▶ ARTICLE
######
Re: [ClusterLabs] பதில்: Re: crm_mon memory leak

2015-11-02 Thread Ken Gaillot
On 11/02/2015 09:39 AM, Karthikeyan Ramasamy wrote:
> Yes, Ken.  There were multiple instances of the external script also running. 
>  What do you think could possibly be wrong with the script that triggers the 
> crm_mon process everytime?

It's the other way around, crm_mon spawns the script. So if the script
doesn't exit properly, neither will crm_mon.

Easy test: put an "exit" at the top of your script. If the problem goes
away, then it's in the script somewhere. Mostly you want to make sure
the script completes within your monitoring interval.

> We are on RHEL 6.5.  I am not sure what's the plan for RHEL 6.7 and 7.1.  
> 
> Thanks,
> Karthik.
> 
> -Original Message-
> From: Ken Gaillot [mailto:kgail...@redhat.com] 
> Sent: 02 நவம்பர் 2015 21:04
> To: Karthikeyan Ramasamy; users@clusterlabs.org
> Subject: Re: பதில்: Re: [ClusterLabs] crm_mon memory leak
> 
> On 10/31/2015 12:38 AM, Karthikeyan Ramasamy wrote:
>> Thanks, Mr.Gaillot.
>>
>> Yes, we trigger the snmp notification with an external script.  From your 
>> response, I understand that the issue wouldn't occur with 1.1.14, as it 
>> wouldn't require the crm_mon process.  Is this understanding correct?
> 
> Correct, crm_mon is not spawned with the new method. However if the problem 
> originates in the external script, then it still might not work properly, but 
> with the new method Pacemaker will kill it after a timeout.
> 
>> We have been given 1.1.10 as the supported version from RedHat.  If I raise 
>> a ticket to RedHat, would they be able to provide us a patch for 1.1.10?
> 
> If you're using RHEL 6.7, you should be able to simply "yum update" to get 
> 1.1.12. If you're using RHEL 7.1, you should be able to get 1.1.13.
> That would give you more bugfixes, which may or may not help your issue.
> If you're using an older version, there may not be updates any longer.
> 
> If you open a ticket, support can help you isolate where the problem is.
######
(Some data)
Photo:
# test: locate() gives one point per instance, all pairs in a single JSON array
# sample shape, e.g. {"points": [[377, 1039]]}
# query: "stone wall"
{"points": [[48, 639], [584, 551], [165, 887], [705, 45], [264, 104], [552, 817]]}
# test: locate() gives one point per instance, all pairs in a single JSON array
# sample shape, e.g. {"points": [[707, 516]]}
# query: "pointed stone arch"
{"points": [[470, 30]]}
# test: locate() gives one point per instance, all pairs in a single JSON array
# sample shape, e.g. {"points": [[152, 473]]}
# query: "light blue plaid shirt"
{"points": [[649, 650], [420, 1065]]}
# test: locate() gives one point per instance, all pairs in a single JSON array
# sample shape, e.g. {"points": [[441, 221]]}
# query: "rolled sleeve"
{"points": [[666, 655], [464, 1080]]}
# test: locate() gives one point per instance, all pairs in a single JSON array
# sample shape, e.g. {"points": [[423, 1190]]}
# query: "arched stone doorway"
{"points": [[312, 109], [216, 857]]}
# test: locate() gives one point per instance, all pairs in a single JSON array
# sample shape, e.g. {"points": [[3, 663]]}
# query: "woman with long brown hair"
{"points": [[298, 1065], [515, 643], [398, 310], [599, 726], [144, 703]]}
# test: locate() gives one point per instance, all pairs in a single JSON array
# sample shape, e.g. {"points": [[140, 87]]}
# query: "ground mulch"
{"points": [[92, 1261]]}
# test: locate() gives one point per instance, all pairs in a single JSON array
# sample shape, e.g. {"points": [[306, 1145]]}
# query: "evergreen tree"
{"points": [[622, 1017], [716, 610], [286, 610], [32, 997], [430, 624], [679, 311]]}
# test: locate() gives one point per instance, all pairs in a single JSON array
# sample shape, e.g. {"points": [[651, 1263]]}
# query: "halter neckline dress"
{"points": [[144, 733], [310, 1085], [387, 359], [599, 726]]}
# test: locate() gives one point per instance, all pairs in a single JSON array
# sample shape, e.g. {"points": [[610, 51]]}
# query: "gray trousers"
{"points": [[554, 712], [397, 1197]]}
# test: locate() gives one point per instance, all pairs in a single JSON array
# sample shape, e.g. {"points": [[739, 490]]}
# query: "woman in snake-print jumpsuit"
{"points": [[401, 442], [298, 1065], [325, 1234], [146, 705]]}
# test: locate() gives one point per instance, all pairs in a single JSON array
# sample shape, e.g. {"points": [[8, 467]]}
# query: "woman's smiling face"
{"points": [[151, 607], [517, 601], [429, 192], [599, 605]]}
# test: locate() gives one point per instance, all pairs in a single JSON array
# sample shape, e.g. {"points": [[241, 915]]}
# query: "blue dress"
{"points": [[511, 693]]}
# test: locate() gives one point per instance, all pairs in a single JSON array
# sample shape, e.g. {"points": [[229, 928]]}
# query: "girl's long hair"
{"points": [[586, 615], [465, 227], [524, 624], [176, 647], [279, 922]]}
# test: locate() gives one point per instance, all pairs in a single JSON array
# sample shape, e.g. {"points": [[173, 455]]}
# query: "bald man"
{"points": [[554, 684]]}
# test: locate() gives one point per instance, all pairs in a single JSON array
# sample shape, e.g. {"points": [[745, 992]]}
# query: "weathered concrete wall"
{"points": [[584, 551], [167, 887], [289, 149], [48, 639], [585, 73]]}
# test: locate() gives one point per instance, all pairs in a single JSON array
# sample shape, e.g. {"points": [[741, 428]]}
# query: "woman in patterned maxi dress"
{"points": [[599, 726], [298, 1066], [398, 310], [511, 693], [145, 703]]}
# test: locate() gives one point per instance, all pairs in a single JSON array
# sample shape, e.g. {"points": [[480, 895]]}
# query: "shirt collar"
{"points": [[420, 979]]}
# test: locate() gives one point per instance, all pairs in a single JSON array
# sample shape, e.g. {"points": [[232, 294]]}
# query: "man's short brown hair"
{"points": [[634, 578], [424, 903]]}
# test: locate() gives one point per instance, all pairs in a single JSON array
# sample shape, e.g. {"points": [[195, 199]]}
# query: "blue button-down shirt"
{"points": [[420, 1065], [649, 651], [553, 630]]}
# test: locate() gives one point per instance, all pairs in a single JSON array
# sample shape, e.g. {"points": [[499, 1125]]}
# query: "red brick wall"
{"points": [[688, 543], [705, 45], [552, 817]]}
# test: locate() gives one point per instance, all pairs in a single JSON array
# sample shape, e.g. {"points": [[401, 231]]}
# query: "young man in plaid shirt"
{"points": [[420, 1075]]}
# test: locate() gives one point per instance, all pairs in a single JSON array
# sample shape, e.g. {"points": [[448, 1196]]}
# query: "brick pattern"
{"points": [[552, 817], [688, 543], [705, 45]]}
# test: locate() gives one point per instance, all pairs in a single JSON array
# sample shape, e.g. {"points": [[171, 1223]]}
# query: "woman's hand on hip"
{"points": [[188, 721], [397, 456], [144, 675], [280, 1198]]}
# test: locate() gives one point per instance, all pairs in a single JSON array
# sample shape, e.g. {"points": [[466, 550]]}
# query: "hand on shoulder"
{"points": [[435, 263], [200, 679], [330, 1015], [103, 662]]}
######
▶ INSTRUCTIONS
**1)** In the crm_mon thread, which Pacemaker version can someone on RHEL 7.1 get?
**2)** Write out again the part of the crm_mon thread starting at "Re: [ClusterLabs] பதில்: Re: crm_mon" and ending at "your monitoring interval.".
This data stands apart from the crm_mon thread.

▶ ANSWERS
**1)** 1.1.13

**2)**
Re: [ClusterLabs] பதில்: Re: crm_mon memory leak

2015-11-02 Thread Ken Gaillot
On 11/02/2015 09:39 AM, Karthikeyan Ramasamy wrote:
> Yes, Ken.  There were multiple instances of the external script also running. 
>  What do you think could possibly be wrong with the script that triggers the 
> crm_mon process everytime?

It's the other way around, crm_mon spawns the script. So if the script
doesn't exit properly, neither will crm_mon.

Easy test: put an "exit" at the top of your script. If the problem goes
away, then it's in the script somewhere. Mostly you want to make sure
the script completes within your monitoring interval.